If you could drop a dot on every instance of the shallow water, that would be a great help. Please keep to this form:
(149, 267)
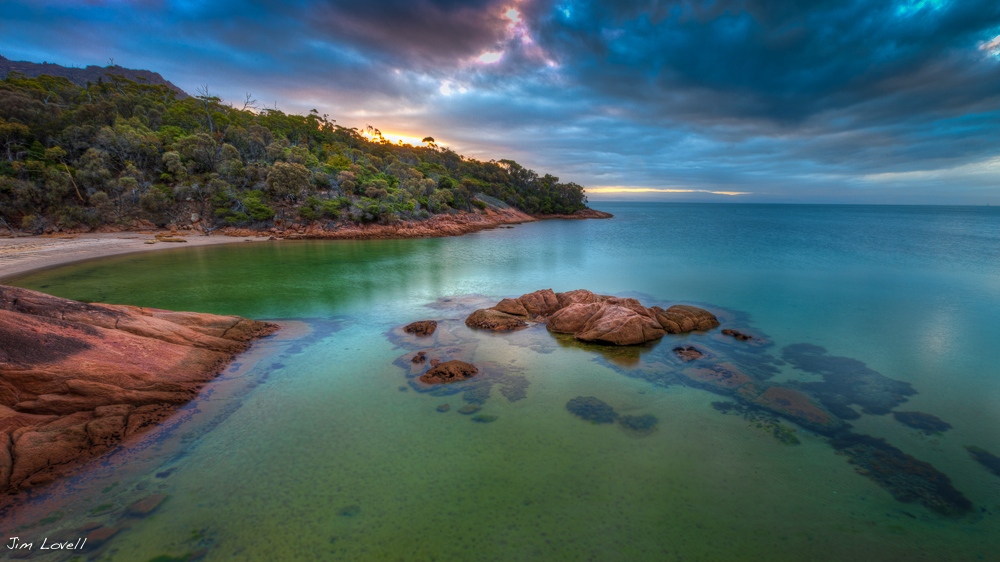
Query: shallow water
(317, 447)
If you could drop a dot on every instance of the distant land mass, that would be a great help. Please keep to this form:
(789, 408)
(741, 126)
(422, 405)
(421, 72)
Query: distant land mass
(80, 76)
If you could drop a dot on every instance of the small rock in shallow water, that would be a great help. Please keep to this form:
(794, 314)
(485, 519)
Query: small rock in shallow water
(738, 335)
(924, 422)
(689, 353)
(641, 424)
(592, 409)
(448, 372)
(421, 328)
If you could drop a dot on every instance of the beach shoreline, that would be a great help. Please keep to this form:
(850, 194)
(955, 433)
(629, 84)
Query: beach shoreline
(24, 255)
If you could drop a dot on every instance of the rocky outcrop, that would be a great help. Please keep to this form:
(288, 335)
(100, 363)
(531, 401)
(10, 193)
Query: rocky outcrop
(595, 318)
(421, 328)
(494, 320)
(448, 372)
(76, 378)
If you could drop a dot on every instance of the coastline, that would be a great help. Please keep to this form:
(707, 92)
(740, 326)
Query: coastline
(28, 254)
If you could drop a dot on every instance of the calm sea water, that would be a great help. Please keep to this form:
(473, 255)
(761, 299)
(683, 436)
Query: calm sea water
(315, 447)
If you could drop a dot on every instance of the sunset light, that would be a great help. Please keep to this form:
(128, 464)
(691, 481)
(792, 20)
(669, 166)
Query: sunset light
(615, 189)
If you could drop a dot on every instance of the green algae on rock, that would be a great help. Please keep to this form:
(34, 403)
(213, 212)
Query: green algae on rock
(592, 409)
(925, 422)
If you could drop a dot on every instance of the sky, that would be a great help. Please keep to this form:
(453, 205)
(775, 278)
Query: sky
(859, 101)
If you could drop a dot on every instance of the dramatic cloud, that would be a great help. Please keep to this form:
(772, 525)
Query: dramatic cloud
(857, 101)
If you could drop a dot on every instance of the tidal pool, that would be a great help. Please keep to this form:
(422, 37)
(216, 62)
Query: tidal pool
(315, 445)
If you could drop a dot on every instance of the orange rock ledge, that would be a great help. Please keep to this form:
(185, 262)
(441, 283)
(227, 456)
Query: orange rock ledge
(76, 378)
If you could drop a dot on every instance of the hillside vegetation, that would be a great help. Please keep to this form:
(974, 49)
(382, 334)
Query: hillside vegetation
(122, 153)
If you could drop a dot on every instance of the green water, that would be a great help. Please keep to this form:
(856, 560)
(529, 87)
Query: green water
(314, 446)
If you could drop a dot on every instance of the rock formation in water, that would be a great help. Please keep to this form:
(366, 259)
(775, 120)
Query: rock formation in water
(449, 372)
(593, 318)
(76, 378)
(421, 328)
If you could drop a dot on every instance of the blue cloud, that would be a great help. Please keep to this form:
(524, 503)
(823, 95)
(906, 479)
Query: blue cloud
(824, 101)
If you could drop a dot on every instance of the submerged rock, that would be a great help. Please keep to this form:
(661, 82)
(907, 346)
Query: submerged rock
(592, 409)
(924, 422)
(905, 477)
(76, 378)
(421, 328)
(494, 320)
(846, 381)
(738, 335)
(640, 424)
(689, 353)
(449, 372)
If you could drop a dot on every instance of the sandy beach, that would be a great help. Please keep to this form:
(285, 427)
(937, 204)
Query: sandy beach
(28, 253)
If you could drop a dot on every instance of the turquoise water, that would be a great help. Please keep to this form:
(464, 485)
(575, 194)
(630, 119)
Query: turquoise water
(316, 447)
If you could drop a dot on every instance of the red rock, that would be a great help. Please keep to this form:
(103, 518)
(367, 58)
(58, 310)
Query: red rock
(448, 372)
(573, 318)
(488, 319)
(146, 505)
(619, 325)
(671, 322)
(76, 378)
(578, 296)
(540, 303)
(511, 306)
(421, 328)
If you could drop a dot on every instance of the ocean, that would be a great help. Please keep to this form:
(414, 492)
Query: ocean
(317, 444)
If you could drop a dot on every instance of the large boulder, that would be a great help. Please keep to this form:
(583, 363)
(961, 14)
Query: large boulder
(619, 325)
(592, 317)
(573, 318)
(77, 378)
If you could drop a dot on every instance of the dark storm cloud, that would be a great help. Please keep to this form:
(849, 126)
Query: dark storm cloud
(791, 100)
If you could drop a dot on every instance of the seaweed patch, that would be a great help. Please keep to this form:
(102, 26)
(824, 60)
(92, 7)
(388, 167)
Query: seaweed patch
(906, 478)
(592, 409)
(757, 418)
(846, 381)
(925, 422)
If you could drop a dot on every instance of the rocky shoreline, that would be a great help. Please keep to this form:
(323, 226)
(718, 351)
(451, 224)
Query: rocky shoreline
(435, 227)
(76, 379)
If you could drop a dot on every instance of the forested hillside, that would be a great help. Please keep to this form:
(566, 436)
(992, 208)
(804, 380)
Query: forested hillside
(121, 153)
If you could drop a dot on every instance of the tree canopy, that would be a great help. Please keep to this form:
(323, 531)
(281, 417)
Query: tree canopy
(116, 151)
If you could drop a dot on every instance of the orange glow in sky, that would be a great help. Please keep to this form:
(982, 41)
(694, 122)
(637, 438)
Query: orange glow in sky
(396, 139)
(613, 189)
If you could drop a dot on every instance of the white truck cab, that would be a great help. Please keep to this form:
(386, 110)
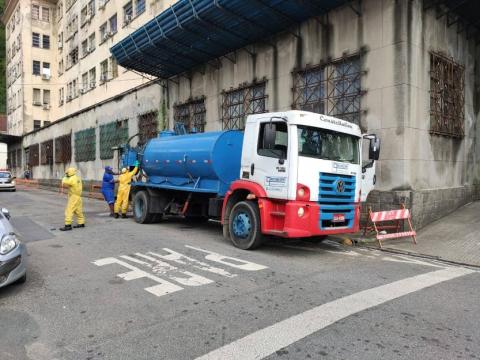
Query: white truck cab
(308, 173)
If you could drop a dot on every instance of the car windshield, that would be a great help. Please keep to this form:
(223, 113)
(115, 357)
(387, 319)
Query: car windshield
(327, 145)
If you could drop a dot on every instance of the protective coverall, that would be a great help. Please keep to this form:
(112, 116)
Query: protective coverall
(123, 193)
(74, 202)
(108, 187)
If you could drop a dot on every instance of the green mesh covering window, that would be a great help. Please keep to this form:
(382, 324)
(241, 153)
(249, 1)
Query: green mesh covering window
(111, 135)
(85, 145)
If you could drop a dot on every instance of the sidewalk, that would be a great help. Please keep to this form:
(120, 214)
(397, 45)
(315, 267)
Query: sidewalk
(455, 237)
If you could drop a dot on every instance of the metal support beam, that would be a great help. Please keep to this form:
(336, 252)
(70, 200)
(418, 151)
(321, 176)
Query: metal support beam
(448, 9)
(356, 9)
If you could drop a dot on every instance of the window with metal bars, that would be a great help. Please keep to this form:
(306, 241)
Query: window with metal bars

» WHAT THE TASK REQUIRES: Please print each of the records word for word, keeping the pictures out.

» RESPONSE BOX:
If you could drop a dot on every instance of the shallow water, that would be a great help. Please keep to this form:
(149, 267)
Query: shallow water
(317, 447)
If you could drop a dot on every instance of the distant land mass, that would be a great help. Please keep to this form:
(789, 408)
(741, 126)
(422, 405)
(421, 72)
Query: distant land mass
(80, 76)
If you could drop a dot on every instance of the small rock in shallow water, that would be a great help. Please keep to this form:
(794, 314)
(485, 519)
Query: small rock in shallow water
(738, 335)
(924, 422)
(689, 353)
(641, 424)
(592, 409)
(448, 372)
(421, 328)
If you could drop a dot on every instance of the beach shoreline, that would be a great help. Please keep to this form:
(850, 194)
(955, 433)
(629, 84)
Query: beach shoreline
(24, 255)
If you could drop a dot on every instance of the rocky outcrop, that would be a great help. Please keep to this form:
(288, 335)
(100, 363)
(531, 401)
(10, 193)
Query: rocky outcrop
(595, 318)
(421, 328)
(494, 320)
(448, 372)
(76, 378)
If you could drop a dot on every instance of the coastline, that would be a great help. Please keep to this form:
(707, 92)
(740, 326)
Query: coastline
(28, 254)
If you could drop a dot on every instance of the calm sea water, that would be a great help. Please keep to this form:
(473, 255)
(761, 299)
(683, 436)
Query: calm sea water
(315, 447)
If you could drop a dot on every instance of the sunset light, that would be a great help. Please keep to this form:
(128, 464)
(691, 481)
(792, 20)
(669, 166)
Query: sunset light
(615, 189)
If you could drop a dot on every instance of the green algae on rock, that would be a great help. Please keep to this form:
(34, 403)
(213, 212)
Query: green algae on rock
(592, 409)
(925, 422)
If you could drop a dot on every instance of the sky, that would be a great help. Please keep to this form:
(453, 205)
(775, 278)
Query: sky
(859, 101)
If you could drop a dot on every instance of the dramatic cloud, that would be a great help. Please keep to this form:
(772, 525)
Query: dramatic cloud
(857, 101)
If you could drop a dot on every instance of the tidal pool, that would be a great help. Please keep to this form:
(422, 37)
(216, 62)
Query: tidal pool
(315, 445)
If you could drop a dot on every instance of the orange rock ledge, that would be a great help. Please keep to this form:
(185, 262)
(441, 283)
(227, 456)
Query: orange rock ledge
(76, 378)
If you could drop a dot on every instance of the hillside vegetation, that would be a great help. Please keep to this form:
(974, 49)
(382, 334)
Query: hillside vegetation
(122, 153)
If you could drop a dot on every instance of the green water, that would be a great help. Please keep to this form:
(856, 560)
(529, 87)
Query: green water
(314, 446)
If you could drop a dot on every instance of the rock formation in water, that would be a great help. Please keep to this form:
(366, 259)
(775, 120)
Query: rock formation in water
(449, 372)
(593, 318)
(76, 378)
(421, 328)
If you could drop a dot on every instance of the blue cloud, that would be a great help. Please keep to this form:
(524, 503)
(823, 95)
(906, 479)
Query: blue cloud
(824, 101)
If you could drop a dot on every instance of the submerged rock, that would be a great help. Please keep to this form:
(661, 82)
(907, 346)
Query: submerged rock
(592, 409)
(924, 422)
(905, 477)
(76, 378)
(421, 328)
(494, 320)
(846, 381)
(738, 335)
(640, 424)
(689, 353)
(449, 372)
If you could drop a dot on every instance of the sandy beach, that would be a great help. Please keep to this form:
(285, 427)
(937, 204)
Query: sandy beach
(28, 253)
If you could drop a dot on every instance of the turquoise water, that would be a great help. Please keep to this form:
(464, 485)
(575, 194)
(630, 119)
Query: turquoise water
(316, 447)
If you could drop a dot on every instance of the red rock, that would be a great help. Please keep to this form:
(103, 518)
(367, 58)
(58, 310)
Query: red rock
(448, 372)
(573, 318)
(488, 319)
(146, 505)
(619, 325)
(671, 322)
(76, 378)
(578, 296)
(540, 303)
(511, 306)
(421, 328)
If you could drop a dot on every instance of the ocean, that would be a great help. Please keep to this form:
(414, 492)
Query: ocean
(317, 444)
If you could drop a dot on every instance of the large boulder, that would be a great help. Please keep to this form:
(583, 363)
(961, 14)
Query: large boulder
(619, 325)
(592, 317)
(573, 318)
(77, 378)
If you could drop a dot on every instance of the dark storm cloud, that would be a great help. Please keep to this form:
(849, 126)
Query: dark storm cloud
(791, 100)
If you could drop a dot on every instance of the seaweed patch, that would be a great help. Please keep to this form:
(102, 26)
(824, 60)
(92, 7)
(388, 167)
Query: seaweed patch
(906, 478)
(592, 409)
(757, 418)
(846, 381)
(925, 422)
If you could drop a dot on every instance of the rocky shoreline, that would be a great help. Please keep to this form:
(323, 226)
(718, 351)
(451, 224)
Query: rocky shoreline
(435, 227)
(76, 379)
If you could drop a dot on every instance of the forested hillside, that would be a great help. Please keep to this form:
(566, 436)
(992, 208)
(804, 380)
Query: forested hillside
(121, 153)
If you could drop a dot on every instance of the tree canopy, that would be a great help. Please keep to this form:
(323, 531)
(281, 417)
Query: tree canopy
(116, 151)
If you could drop a dot on every instance of the orange glow in sky, that would be a great help. Please keep to this form:
(982, 41)
(694, 122)
(637, 438)
Query: orange glow in sky
(396, 139)
(613, 189)
If you could drop a dot on every instance of the white truck cab, that would be a great help. Please keep to this form:
(386, 110)
Query: white truck cab
(308, 173)
If you could drop a dot on every instance of the car windshield, that would be a great help. Please keep to this form:
(223, 113)
(115, 357)
(387, 319)
Query: car windshield
(327, 145)
If you could drop a dot on every instance of the protective coverall, that would be a great help. Please keep to this form:
(112, 116)
Query: protective coverall
(123, 193)
(74, 202)
(108, 187)
If you could drop a dot on every instance of the green mesh covering window, that would be a great help. Please keep to this form:
(382, 324)
(241, 153)
(249, 1)
Query: green mesh covering window
(111, 135)
(85, 145)
If you could drop a dot on every instance of the sidewalk, that would be a great help. Please keep to this form:
(120, 214)
(397, 45)
(315, 267)
Query: sidewalk
(455, 237)
If you could drop a dot on every instance of the metal support beam, that would be a great help. Please keep to this form:
(336, 252)
(70, 200)
(418, 151)
(321, 176)
Query: metal support beam
(448, 9)
(356, 9)
If you could drop a dot on every instance of the window with metal bars, that would be a great help. Please keep to this form:
(306, 241)
Query: window with metal bars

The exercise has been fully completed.